### WHAT YOU ARE ASKED TO DO:
Repeat every item below word for word, from the first line to the last.

***** MATERIAL PROVIDED *****

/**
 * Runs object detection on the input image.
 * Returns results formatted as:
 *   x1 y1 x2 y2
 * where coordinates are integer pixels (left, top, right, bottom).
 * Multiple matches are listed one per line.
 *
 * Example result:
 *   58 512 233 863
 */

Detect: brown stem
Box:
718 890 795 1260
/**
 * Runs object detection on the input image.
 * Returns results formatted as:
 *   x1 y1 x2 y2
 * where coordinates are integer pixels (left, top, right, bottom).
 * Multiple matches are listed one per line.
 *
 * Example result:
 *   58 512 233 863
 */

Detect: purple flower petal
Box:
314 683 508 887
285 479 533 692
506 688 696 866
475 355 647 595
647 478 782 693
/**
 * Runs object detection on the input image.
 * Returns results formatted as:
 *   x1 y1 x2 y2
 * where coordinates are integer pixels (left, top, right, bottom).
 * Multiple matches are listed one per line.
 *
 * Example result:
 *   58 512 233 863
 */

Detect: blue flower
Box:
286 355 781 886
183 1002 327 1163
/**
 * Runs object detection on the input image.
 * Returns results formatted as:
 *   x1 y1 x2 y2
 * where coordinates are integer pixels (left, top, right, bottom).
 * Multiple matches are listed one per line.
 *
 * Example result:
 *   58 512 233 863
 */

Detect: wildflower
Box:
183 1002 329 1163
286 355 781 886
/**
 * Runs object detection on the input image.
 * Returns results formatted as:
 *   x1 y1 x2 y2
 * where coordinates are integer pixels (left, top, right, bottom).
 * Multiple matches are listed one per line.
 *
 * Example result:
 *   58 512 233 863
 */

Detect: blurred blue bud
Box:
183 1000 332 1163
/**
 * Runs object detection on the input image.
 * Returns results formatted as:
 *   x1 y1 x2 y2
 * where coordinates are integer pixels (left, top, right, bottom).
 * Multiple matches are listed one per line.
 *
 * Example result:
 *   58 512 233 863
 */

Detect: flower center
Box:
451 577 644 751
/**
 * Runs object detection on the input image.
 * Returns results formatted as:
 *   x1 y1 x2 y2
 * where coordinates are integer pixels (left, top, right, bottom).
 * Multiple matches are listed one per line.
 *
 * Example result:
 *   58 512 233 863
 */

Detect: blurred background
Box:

*****

### SOLUTION:
/**
 * Runs object detection on the input image.
 * Returns results formatted as:
 *   x1 y1 x2 y2
 * where coordinates are integer pixels (left, top, right, bottom).
 * Multiple matches are listed one per line.
 *
 * Example result:
 *   58 512 233 863
 */

Detect: brown stem
Box:
718 890 795 1260
/**
 * Runs object detection on the input image.
 * Returns results formatted as:
 *   x1 y1 x2 y2
 * where coordinates are integer pixels (left, top, right, bottom).
 * Multiple matches are listed one per line.
 *
 * Example result:
 *   58 512 233 863
 */

Detect: purple flower petal
Box:
314 683 508 887
285 479 533 692
506 688 696 866
475 355 647 595
647 478 782 693
/**
 * Runs object detection on the input image.
 * Returns results formatted as:
 *   x1 y1 x2 y2
 * where coordinates are integer pixels (left, top, right, bottom).
 * Multiple matches are listed one per line.
 *
 * Example result:
 *   58 512 233 863
 */

Detect: blue flower
Box:
286 355 781 886
183 1002 327 1163
/**
 * Runs object detection on the input image.
 * Returns results formatted as:
 *   x1 y1 x2 y2
 * where coordinates are integer pixels (left, top, right, bottom).
 * Multiple matches are listed one per line.
 *
 * Example result:
 *   58 512 233 863
 */

Detect: wildflower
Box:
183 1002 329 1163
286 355 781 886
/**
 * Runs object detection on the input image.
 * Returns results formatted as:
 *   x1 y1 x2 y2
 * where coordinates are integer pixels (left, top, right, bottom).
 * Multiple matches are listed one per line.
 *
 * Example result:
 *   58 512 233 863
 */

Detect: blurred blue bud
Box:
183 1000 332 1163
/**
 * Runs object detection on the input image.
 * Returns results formatted as:
 *   x1 y1 x2 y2
 * where coordinates are integer pixels (left, top, right, bottom).
 * Multiple matches are listed one per line.
 *
 * Example result:
 *   58 512 233 863
 */

Detect: flower center
Box:
451 577 644 751
/**
 * Runs object detection on the input image.
 * Returns results formatted as:
 *   x1 y1 x2 y2
 * where coordinates are integer pixels (left, top, right, bottom).
 * Multiple matches are listed one per line.
 *
 * Example result:
 *   58 512 233 863
 */

Detect: blurred background
Box:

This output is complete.